YOUR TASK: From the post on getting old, reproduce word for word the passage starting with "It's all very" and going on through "Anonymous said...".

EXERCISE TEXT:
====

Thursday 29 May 2008

On getting old

When you are only in your early seventies you can potter around, pretending to be an old person, without much risk of being challenged on your right to exist. However, when you approach the stage of being awarded a free TV licence, you should surely consider the future. Why have they assumed that you are so decrepit that you need to sit and stare at a TV screen ? Most of it is just packaging for cretinous commercial advertising. At times you wonder which is the more mind destroying, the programmes or the advertising. Even the BBC advertises itself and its wares inexhaustibly. Repeats are repeated and repeated again.

It's all very suspicious. If they ( you know, them ) consider that you are so far gone at the age of seventy five  to need this degree of drug therapy, to keep you out of harm's way, what will they think of you when you reach eighty ? Will they look at the space you are occupying and wonder if somebody younger should be there ?

Think on.

7 comments:

Anonymous said...

Television as soma, your post conjures up images of Huxley's Linda in in her unmodified, hideous decay living vicariously through another medium. And that's pretty much how 21st Century Britain sees the old: drug them with television, chlorpromazine if they're in a care home, and wait for them to pop their mortal coil, out of sight, out of mind.

I wonder how many frail 75-year olds in receipt of AA would prefer the mobility component, paid to under 65-year olds with mobility problems, to a free, non-cashable TV licence? Life for real or life through the filter of a television screen, I know which I would prefer.

====

ENTRIES SUPPLIED:
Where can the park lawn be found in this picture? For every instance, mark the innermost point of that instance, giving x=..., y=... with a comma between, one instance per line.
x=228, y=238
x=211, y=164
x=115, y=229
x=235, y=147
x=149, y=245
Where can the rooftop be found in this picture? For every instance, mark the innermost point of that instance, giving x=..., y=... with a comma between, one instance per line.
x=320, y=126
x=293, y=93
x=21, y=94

====

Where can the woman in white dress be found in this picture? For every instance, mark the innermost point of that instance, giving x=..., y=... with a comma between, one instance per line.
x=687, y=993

====

SOLUTION FOR THIS PROBLEM:
It's all very suspicious. If they ( you know, them ) consider that you are so far gone at the age of seventy five  to need this degree of drug therapy, to keep you out of harm's way, what will they think of you when you reach eighty ? Will they look at the space you are occupying and wonder if somebody younger should be there ?

Think on.

7 comments:

Anonymous said...